● Data shown:
__________________________________________________
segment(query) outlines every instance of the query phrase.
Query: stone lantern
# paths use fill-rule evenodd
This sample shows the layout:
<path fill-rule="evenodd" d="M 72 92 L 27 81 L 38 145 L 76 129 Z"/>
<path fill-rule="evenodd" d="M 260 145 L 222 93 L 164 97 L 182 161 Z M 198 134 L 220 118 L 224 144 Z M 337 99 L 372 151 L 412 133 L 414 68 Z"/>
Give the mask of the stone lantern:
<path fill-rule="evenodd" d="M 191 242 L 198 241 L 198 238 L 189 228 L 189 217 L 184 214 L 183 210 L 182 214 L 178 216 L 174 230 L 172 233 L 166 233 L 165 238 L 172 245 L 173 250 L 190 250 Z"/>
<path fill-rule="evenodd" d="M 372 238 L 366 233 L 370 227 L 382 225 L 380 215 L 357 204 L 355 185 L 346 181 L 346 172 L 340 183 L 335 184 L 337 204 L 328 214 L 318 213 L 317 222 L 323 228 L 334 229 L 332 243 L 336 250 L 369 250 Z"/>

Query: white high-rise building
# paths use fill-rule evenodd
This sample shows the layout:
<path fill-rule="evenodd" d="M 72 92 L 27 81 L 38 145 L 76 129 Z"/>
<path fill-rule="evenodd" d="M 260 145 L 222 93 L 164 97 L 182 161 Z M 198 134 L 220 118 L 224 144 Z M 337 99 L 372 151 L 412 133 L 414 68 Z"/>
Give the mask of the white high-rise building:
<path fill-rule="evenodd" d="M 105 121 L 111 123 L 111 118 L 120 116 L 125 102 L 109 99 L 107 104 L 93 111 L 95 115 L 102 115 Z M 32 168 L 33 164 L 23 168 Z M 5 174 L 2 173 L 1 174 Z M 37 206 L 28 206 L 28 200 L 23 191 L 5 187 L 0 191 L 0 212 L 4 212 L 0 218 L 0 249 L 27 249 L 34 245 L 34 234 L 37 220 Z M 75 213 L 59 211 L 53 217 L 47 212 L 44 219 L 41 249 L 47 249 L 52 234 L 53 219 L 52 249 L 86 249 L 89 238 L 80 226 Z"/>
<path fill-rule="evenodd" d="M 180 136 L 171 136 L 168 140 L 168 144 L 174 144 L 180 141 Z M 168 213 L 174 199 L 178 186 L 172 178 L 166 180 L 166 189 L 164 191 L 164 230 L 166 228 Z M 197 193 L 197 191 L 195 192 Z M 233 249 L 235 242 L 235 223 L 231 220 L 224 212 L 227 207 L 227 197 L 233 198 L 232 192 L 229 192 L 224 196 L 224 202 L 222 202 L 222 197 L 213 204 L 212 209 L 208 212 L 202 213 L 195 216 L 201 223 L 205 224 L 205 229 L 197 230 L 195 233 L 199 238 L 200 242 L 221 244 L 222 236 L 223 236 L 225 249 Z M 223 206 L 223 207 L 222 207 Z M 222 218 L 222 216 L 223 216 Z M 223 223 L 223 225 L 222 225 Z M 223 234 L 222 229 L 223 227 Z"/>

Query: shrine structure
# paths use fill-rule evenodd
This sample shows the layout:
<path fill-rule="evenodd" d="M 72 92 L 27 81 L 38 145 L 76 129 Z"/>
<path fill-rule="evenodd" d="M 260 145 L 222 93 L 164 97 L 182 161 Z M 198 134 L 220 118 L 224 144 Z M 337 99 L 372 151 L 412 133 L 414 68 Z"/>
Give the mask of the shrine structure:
__________________________________________________
● What is required:
Print every line of the items above verbatim, with no changes.

● Solution to the problem:
segment(query) outlines every instance of the query phrase.
Query: stone lantern
# paths use fill-rule evenodd
This sample shows the layout:
<path fill-rule="evenodd" d="M 72 92 L 27 81 L 38 145 L 76 129 Z"/>
<path fill-rule="evenodd" d="M 260 145 L 222 93 L 164 97 L 182 161 Z M 198 134 L 220 118 L 224 144 Z M 337 99 L 372 151 L 412 133 L 414 68 Z"/>
Give the mask of the stone lantern:
<path fill-rule="evenodd" d="M 191 242 L 198 241 L 198 238 L 189 228 L 189 217 L 184 214 L 183 210 L 182 214 L 178 216 L 174 230 L 172 233 L 166 233 L 165 238 L 172 245 L 173 250 L 190 250 Z"/>
<path fill-rule="evenodd" d="M 372 238 L 366 233 L 370 227 L 382 225 L 380 215 L 357 204 L 355 185 L 346 181 L 346 172 L 340 183 L 335 184 L 337 204 L 328 214 L 318 213 L 317 222 L 323 228 L 334 229 L 332 243 L 336 250 L 369 250 Z"/>

Query: white high-rise building
# paths use fill-rule evenodd
This sample shows the layout:
<path fill-rule="evenodd" d="M 72 92 L 27 81 L 38 145 L 76 129 Z"/>
<path fill-rule="evenodd" d="M 260 145 L 222 93 L 164 97 L 182 161 Z M 198 134 L 220 118 L 224 144 Z M 337 99 L 372 151 L 412 133 L 414 68 Z"/>
Give the mask of the white high-rise building:
<path fill-rule="evenodd" d="M 105 121 L 111 123 L 111 118 L 120 116 L 125 102 L 109 99 L 107 104 L 93 111 L 95 115 L 102 115 Z M 32 168 L 33 164 L 23 168 Z M 5 174 L 2 173 L 1 174 Z M 37 206 L 28 206 L 28 200 L 23 191 L 5 187 L 0 191 L 0 212 L 4 212 L 0 218 L 0 249 L 27 249 L 34 245 L 34 234 L 37 220 Z M 75 213 L 59 211 L 53 217 L 47 212 L 44 219 L 41 249 L 47 249 L 52 234 L 53 219 L 52 249 L 86 249 L 89 238 L 80 226 Z"/>
<path fill-rule="evenodd" d="M 180 136 L 171 136 L 168 140 L 168 144 L 174 144 L 180 141 Z M 168 213 L 174 199 L 178 186 L 172 178 L 166 180 L 166 189 L 164 191 L 164 230 L 166 228 Z M 197 193 L 197 191 L 195 192 Z M 233 249 L 235 242 L 235 223 L 231 220 L 224 212 L 227 207 L 227 197 L 233 198 L 232 192 L 229 192 L 224 196 L 224 202 L 222 202 L 222 197 L 213 204 L 212 209 L 208 212 L 202 213 L 195 216 L 201 223 L 205 224 L 205 229 L 197 230 L 195 233 L 199 238 L 200 242 L 221 244 L 222 236 L 223 236 L 225 249 Z M 223 206 L 223 207 L 222 207 Z M 222 218 L 222 216 L 223 216 Z M 223 223 L 223 225 L 222 225 Z M 223 234 L 222 229 L 223 227 Z"/>

Query: shrine structure
# paths use fill-rule evenodd
This sample shows the layout:
<path fill-rule="evenodd" d="M 72 92 L 27 81 L 38 145 L 76 129 Z"/>
<path fill-rule="evenodd" d="M 260 145 L 222 93 L 164 97 L 182 161 Z M 198 134 L 220 118 L 224 144 Z M 337 99 L 372 151 L 412 133 L 414 68 Z"/>
Give the mask of the shrine structure:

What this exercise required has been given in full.